>>>>>

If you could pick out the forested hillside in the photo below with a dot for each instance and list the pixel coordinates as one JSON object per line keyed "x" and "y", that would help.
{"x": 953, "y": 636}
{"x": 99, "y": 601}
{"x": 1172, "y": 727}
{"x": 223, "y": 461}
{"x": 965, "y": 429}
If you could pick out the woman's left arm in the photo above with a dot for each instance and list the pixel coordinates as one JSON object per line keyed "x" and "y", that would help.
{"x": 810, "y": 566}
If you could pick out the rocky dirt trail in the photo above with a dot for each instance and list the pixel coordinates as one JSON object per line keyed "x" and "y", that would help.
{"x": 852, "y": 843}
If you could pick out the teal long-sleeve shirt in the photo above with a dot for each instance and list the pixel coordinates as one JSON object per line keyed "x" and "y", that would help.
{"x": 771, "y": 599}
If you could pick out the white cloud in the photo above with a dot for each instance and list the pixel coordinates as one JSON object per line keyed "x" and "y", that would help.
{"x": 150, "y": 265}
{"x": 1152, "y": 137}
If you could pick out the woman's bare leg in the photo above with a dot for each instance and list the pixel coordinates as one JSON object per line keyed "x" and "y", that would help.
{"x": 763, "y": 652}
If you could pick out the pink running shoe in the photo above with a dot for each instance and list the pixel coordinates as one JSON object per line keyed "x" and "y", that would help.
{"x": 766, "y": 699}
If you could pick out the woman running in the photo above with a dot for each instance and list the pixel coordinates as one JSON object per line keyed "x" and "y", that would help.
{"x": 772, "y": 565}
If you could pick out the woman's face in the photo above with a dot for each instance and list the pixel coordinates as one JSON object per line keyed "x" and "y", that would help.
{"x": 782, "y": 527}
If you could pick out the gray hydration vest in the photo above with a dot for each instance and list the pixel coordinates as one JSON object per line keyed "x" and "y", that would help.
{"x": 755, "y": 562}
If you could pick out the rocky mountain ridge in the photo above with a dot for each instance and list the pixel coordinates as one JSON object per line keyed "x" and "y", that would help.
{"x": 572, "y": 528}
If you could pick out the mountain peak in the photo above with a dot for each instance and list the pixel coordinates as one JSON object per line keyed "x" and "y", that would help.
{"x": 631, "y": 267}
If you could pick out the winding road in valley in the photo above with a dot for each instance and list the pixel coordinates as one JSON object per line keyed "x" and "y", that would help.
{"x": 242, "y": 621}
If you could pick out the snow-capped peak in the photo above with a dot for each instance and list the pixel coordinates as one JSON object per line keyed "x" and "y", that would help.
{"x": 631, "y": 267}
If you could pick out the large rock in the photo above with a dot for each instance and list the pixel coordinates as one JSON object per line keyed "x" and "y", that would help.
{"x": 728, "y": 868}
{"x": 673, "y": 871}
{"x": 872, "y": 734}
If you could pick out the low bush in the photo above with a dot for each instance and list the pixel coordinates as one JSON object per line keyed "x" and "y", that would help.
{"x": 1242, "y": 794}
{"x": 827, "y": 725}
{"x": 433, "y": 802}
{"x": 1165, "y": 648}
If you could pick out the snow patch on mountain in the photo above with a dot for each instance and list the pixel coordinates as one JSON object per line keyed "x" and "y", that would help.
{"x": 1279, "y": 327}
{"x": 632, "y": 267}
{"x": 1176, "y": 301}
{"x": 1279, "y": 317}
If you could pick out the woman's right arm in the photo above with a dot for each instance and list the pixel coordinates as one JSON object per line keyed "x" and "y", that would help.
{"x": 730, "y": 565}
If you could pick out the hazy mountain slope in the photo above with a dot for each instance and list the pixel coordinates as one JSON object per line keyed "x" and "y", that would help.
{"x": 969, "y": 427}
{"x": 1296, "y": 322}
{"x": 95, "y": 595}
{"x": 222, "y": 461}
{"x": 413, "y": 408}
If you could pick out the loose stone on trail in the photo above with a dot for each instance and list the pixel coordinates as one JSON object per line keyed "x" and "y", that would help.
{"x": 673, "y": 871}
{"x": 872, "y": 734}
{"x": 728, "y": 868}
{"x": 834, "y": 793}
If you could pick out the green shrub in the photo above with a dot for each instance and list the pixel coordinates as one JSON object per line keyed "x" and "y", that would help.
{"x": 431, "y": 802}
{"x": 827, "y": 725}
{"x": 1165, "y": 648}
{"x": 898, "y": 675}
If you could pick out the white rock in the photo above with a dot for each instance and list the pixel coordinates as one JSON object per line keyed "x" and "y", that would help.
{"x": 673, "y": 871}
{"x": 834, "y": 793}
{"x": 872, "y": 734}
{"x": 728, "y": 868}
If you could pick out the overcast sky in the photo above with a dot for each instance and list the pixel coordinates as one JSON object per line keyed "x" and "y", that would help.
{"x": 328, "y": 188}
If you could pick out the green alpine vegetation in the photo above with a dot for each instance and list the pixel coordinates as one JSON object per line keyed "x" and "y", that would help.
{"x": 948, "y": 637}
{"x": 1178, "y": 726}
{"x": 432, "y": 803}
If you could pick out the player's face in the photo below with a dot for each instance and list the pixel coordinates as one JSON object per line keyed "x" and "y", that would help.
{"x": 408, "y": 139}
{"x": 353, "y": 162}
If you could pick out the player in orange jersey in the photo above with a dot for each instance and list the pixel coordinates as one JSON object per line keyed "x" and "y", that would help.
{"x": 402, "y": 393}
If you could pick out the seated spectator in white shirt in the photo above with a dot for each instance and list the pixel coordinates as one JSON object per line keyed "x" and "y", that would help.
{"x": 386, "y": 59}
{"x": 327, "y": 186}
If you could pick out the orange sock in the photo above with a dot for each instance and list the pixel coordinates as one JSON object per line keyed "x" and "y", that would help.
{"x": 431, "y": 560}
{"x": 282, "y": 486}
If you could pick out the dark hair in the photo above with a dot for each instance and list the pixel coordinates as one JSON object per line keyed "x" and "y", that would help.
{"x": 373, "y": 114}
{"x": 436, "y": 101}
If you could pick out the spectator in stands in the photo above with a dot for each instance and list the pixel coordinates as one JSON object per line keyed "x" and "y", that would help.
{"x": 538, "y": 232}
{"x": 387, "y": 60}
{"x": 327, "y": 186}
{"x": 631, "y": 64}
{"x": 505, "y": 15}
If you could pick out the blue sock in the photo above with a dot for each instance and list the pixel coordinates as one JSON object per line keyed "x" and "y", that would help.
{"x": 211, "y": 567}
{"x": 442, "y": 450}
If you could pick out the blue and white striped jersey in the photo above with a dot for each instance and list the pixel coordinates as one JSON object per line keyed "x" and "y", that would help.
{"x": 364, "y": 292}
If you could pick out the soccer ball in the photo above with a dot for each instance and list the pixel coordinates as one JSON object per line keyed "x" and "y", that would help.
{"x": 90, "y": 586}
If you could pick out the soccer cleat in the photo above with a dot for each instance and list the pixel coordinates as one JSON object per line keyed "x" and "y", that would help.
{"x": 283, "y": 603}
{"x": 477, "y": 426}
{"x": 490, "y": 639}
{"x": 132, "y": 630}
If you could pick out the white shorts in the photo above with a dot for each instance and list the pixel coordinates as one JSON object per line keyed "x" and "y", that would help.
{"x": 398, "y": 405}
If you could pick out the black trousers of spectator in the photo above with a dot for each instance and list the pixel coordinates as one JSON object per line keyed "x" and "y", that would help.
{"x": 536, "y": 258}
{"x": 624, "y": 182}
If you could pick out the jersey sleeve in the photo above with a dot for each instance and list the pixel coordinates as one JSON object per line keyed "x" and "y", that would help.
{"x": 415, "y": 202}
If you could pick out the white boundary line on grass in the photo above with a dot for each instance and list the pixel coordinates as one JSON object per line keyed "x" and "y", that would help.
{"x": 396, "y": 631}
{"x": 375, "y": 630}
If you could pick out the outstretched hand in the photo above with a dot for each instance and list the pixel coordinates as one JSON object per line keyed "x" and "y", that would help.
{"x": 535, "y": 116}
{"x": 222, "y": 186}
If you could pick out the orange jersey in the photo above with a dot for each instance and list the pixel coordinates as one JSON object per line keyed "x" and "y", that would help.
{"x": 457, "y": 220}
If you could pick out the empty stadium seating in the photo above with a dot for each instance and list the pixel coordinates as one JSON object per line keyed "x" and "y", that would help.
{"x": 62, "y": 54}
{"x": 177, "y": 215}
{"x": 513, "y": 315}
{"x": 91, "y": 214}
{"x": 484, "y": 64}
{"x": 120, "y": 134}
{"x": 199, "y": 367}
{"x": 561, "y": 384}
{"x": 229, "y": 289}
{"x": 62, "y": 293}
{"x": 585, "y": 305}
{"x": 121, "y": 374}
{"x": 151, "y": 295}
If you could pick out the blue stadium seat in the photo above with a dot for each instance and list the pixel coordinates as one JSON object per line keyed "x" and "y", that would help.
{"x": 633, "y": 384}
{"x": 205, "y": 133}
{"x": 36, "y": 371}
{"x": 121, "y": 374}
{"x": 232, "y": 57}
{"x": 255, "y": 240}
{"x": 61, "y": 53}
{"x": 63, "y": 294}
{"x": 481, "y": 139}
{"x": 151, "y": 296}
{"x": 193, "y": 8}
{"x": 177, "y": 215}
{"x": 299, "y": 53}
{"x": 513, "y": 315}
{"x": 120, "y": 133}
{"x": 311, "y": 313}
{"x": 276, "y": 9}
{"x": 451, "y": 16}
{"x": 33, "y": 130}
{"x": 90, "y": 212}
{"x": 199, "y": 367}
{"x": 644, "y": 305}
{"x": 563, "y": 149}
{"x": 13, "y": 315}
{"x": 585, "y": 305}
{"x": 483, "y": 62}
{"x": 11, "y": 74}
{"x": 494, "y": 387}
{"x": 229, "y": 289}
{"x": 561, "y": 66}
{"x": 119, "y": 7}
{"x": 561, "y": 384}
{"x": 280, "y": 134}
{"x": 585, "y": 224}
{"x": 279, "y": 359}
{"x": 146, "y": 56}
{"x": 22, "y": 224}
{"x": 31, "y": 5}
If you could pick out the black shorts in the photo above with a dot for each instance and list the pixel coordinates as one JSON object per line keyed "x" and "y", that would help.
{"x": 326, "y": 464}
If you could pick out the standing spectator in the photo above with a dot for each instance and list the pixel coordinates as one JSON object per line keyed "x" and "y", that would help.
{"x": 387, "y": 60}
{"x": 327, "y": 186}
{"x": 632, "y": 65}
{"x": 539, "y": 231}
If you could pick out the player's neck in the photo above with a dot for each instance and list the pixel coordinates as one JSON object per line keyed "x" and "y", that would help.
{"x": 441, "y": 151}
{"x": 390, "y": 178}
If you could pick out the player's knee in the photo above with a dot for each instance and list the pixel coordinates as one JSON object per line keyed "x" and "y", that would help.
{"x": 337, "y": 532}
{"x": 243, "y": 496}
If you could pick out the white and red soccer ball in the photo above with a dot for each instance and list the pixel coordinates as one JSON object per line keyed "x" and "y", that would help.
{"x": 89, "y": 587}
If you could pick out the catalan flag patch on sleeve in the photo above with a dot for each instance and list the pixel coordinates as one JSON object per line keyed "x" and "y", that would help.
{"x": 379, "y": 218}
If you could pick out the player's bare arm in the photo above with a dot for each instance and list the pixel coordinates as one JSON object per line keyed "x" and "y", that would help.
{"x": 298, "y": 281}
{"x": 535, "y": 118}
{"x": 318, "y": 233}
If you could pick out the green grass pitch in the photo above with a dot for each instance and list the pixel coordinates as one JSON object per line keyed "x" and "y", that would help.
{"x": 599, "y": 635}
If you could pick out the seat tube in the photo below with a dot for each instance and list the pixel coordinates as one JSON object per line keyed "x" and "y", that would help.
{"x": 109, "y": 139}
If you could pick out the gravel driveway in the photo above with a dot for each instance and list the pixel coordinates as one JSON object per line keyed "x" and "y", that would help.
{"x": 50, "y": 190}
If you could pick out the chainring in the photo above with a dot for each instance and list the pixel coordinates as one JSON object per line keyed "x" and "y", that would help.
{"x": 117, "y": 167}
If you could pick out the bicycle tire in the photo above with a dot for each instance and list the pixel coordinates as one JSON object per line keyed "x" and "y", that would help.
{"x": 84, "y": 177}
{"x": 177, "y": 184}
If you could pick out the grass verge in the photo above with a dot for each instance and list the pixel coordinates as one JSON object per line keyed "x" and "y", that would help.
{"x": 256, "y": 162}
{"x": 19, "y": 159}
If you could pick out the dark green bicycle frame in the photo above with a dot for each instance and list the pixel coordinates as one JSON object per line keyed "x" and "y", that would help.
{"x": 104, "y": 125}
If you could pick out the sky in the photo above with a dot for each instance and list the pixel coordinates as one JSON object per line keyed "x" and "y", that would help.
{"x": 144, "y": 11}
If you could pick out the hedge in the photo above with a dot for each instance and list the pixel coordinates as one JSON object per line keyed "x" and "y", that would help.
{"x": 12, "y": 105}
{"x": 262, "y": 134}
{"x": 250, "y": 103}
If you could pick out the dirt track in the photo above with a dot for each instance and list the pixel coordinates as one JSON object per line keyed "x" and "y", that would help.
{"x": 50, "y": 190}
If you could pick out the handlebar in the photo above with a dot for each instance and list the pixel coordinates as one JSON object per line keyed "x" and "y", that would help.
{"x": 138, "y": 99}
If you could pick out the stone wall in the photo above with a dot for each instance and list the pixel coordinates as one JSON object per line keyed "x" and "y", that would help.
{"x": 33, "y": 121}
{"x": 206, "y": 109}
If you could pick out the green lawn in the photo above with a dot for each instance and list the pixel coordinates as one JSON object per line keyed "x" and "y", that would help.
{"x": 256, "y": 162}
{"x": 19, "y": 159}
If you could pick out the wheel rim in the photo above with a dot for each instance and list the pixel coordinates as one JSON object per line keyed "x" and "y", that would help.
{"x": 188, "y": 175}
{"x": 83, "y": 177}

<<<<<

AIM:
Print nothing but the lines from the line with "If you could pick out the hedge" to the last line of the records above. Both of those lines count.

OUTPUT:
If you could pick out the hedge in the photo above with a dot for each instance and list the pixel coordinates as one JSON object per line keyed "x" and "y", that would help.
{"x": 12, "y": 105}
{"x": 262, "y": 134}
{"x": 250, "y": 103}
If you could pick out the dirt track in the photo above with a dot for each instance and list the pixel coordinates as one JSON object per line keyed "x" and "y", that would help.
{"x": 50, "y": 190}
If you could pick out the handlebar in the photo above with a dot for each instance and list the pixel coordinates as one JSON object per line keyed "x" and "y", that would help.
{"x": 138, "y": 99}
If you could pick out the stone wall in the photo above with a dot for each instance and list the pixel coordinates as one JSON object per line keyed "x" and "y", that would help.
{"x": 33, "y": 121}
{"x": 206, "y": 109}
If you could pick out the green lawn in the photo above with a dot for each instance and list the pixel coordinates as one JSON object per line keyed "x" and "y", that would help.
{"x": 256, "y": 162}
{"x": 19, "y": 159}
If you could pick out the wheel rim in the photo above with a dot for each instance and list the pixel coordinates as one JSON object per line keyed "x" and "y", that would help.
{"x": 188, "y": 175}
{"x": 83, "y": 177}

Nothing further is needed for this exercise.